> **Text block**
New IoT Botnet Malware Borrows From Mirai

IoT devices are being infected by new DDoS malware called Linux/IRCTelnet that borrows heavily from Aidra, Bashlite and Mirai.

Researchers have thrown back the covers on more malware infecting IoT devices for the purposes of building a botnet that carries out DDoS attacks.

This sample has its roots in other IoT botnets such as Aidra, Bashlite and Mirai in that it attacks weak telnet credentials guarding devices and it’s also using the leaked hardcoded credential list used by Mirai to do so.

The malware has been nicknamed Linux/IRCTelnet by researchers at Malware Must Die. It has the same UDP and TCP flood attack capabilities of its predecessors, but it also supports attacks against systems running on IPv6. Unlike Mirai, this malware communicates over IRC with the compromised Linux-based IoT devices.

The malware is based on Aidra, which was discovered shortly after publication in 2013 by an anonymous research paper describing the results of an Internet scanning project called the Internet Census 2012. A researcher accessed more than 400,000 embedded devices that were discoverable on the Internet and still had default factory credentials enabled. Security experts at the time denounced the project as illegal and unethical.

In the wake of the release of that data, malware known as LightAidra, or Aidra, appeared and crafted botnets designed to search for telnet ports and access them using known default credentials.

> **Prompt A**
In the article on the new IoT botnet malware, which researchers gave the malware the nickname Linux/IRCTelnet?
> **Prompt B**
Switch "DDoS" to "denial-of-service" in the passage of the IoT botnet article between "New IoT Botnet" and "out DDoS attacks.", inclusive, and write out the resulting passage.
> **Prompt C**
Proceed with the article on the IoT botnet malware, starting after its final sentence.

> **Dataset entries**

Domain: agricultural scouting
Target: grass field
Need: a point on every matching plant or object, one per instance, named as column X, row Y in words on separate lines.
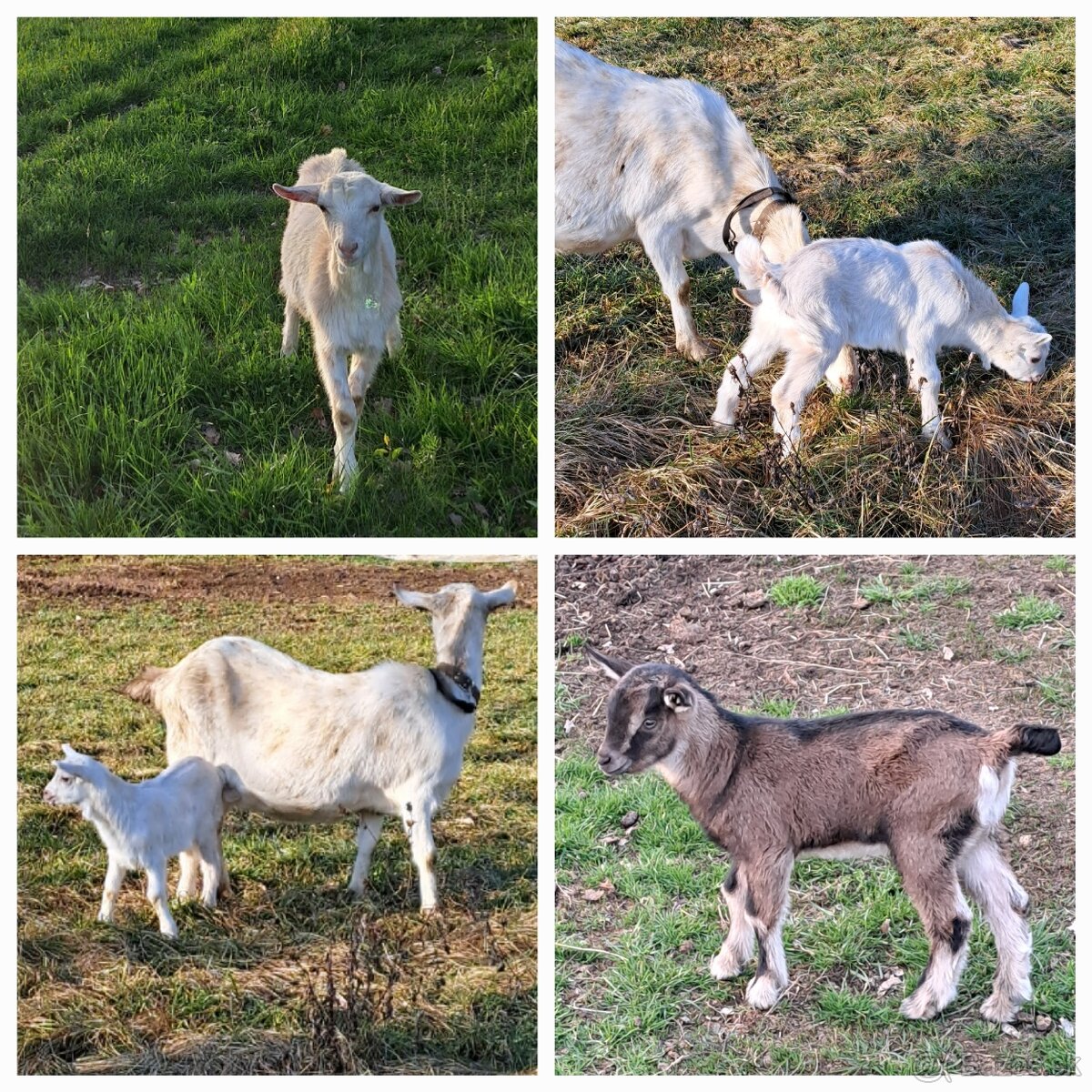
column 152, row 396
column 289, row 975
column 638, row 909
column 956, row 130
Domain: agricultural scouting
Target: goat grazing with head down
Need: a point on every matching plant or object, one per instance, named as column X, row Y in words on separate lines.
column 308, row 746
column 922, row 785
column 666, row 163
column 912, row 299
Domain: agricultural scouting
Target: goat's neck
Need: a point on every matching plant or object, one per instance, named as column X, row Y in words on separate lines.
column 109, row 804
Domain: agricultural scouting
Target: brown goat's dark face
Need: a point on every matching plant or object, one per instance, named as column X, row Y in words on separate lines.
column 643, row 716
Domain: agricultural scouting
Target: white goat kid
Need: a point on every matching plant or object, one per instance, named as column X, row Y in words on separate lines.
column 667, row 164
column 338, row 271
column 308, row 746
column 142, row 825
column 913, row 299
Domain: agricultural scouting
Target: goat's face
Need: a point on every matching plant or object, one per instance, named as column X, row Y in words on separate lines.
column 1020, row 349
column 784, row 234
column 352, row 207
column 459, row 615
column 648, row 713
column 66, row 786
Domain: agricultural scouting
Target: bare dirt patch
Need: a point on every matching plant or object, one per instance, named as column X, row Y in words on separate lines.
column 255, row 579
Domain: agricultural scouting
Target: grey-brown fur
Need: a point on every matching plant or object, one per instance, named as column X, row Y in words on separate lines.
column 926, row 786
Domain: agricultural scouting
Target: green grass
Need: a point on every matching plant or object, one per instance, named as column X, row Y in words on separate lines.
column 801, row 591
column 632, row 991
column 899, row 129
column 288, row 976
column 152, row 396
column 1026, row 612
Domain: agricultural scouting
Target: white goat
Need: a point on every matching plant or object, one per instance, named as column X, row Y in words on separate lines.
column 912, row 299
column 667, row 164
column 307, row 746
column 142, row 825
column 338, row 271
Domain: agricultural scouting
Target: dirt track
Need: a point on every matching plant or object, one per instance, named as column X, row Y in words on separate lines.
column 255, row 579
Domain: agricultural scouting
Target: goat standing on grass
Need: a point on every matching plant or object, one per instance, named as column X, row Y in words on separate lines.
column 912, row 299
column 307, row 746
column 667, row 164
column 338, row 271
column 178, row 812
column 924, row 786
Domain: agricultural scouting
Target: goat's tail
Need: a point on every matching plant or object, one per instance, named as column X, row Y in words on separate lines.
column 1036, row 740
column 141, row 688
column 754, row 270
column 233, row 787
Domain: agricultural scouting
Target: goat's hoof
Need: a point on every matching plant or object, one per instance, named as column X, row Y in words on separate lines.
column 999, row 1009
column 763, row 993
column 697, row 349
column 722, row 966
column 921, row 1005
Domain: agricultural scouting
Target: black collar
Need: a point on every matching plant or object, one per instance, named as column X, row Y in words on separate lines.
column 456, row 685
column 780, row 196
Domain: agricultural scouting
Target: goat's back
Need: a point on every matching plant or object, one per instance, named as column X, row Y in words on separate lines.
column 632, row 147
column 303, row 743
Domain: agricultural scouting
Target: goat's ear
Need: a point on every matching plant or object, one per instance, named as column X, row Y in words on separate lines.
column 502, row 596
column 308, row 194
column 420, row 600
column 396, row 197
column 1020, row 300
column 678, row 698
column 615, row 669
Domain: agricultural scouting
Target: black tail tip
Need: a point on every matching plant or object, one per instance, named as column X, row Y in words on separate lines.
column 1037, row 740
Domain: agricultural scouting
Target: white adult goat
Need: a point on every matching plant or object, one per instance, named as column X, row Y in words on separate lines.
column 338, row 271
column 142, row 825
column 667, row 164
column 912, row 299
column 307, row 746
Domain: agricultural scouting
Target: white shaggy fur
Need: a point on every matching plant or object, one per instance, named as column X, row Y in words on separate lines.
column 338, row 271
column 142, row 825
column 912, row 299
column 308, row 746
column 663, row 163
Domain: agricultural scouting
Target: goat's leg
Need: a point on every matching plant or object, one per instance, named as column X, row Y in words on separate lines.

> **Response box A**
Researchers at Malware Must Die.

> **Response box B**
New IoT Botnet Malware Borrows From Mirai

IoT devices are being infected by new denial-of-service malware called Linux/IRCTelnet that borrows heavily from Aidra, Bashlite and Mirai.

Researchers have thrown back the covers on more malware infecting IoT devices for the purposes of building a botnet that carries out denial-of-service attacks.

> **Response box C**
“I found the match in major parts of codes after the reversing was done,” wrote a researcher who goes by the handle Unixfreaxjp. “It is very lucky to see new type of Aidra botnet in this era, and this botnet is a re-designed and modified new model to aim IoT vulnerability problem that we have now.”

The new malware is built on old Aidra code combined with a telnet scanner borrowed from the Torlus/Gayfgt and Mirai’s hardcoded list of 60-plus credentials. The researchers said the malware has infected close to 3,500 devices in the five days since it was discovered.

“To incarnate a legendary botnet code into a new version that can aim the recent vulnerable threat landscape is really inviting more bad news,” the report says.

The arrival of more IoT botnet malware was expected given the Mirai source code dump a month ago. Mirai has been fingered as the malware behind the botnets that attacked DNS provider Dyn two weeks ago, causing Internet service interruptions on the East Coast, as well as volumetric attacks against Krebs on Security and French webhost OVH. Earlier this summer, Bashlite was exposed by researchers at Level 3 Communications who revealed that the malware had infected 1 million devices such as IP-enabled cameras and DVRs.

Mirai, however, could be on borrowed time. The source code may be available to criminals and others interested in carrying out DDoS attacks, but it’s also open to security researchers who already have found a vulnerability in the code.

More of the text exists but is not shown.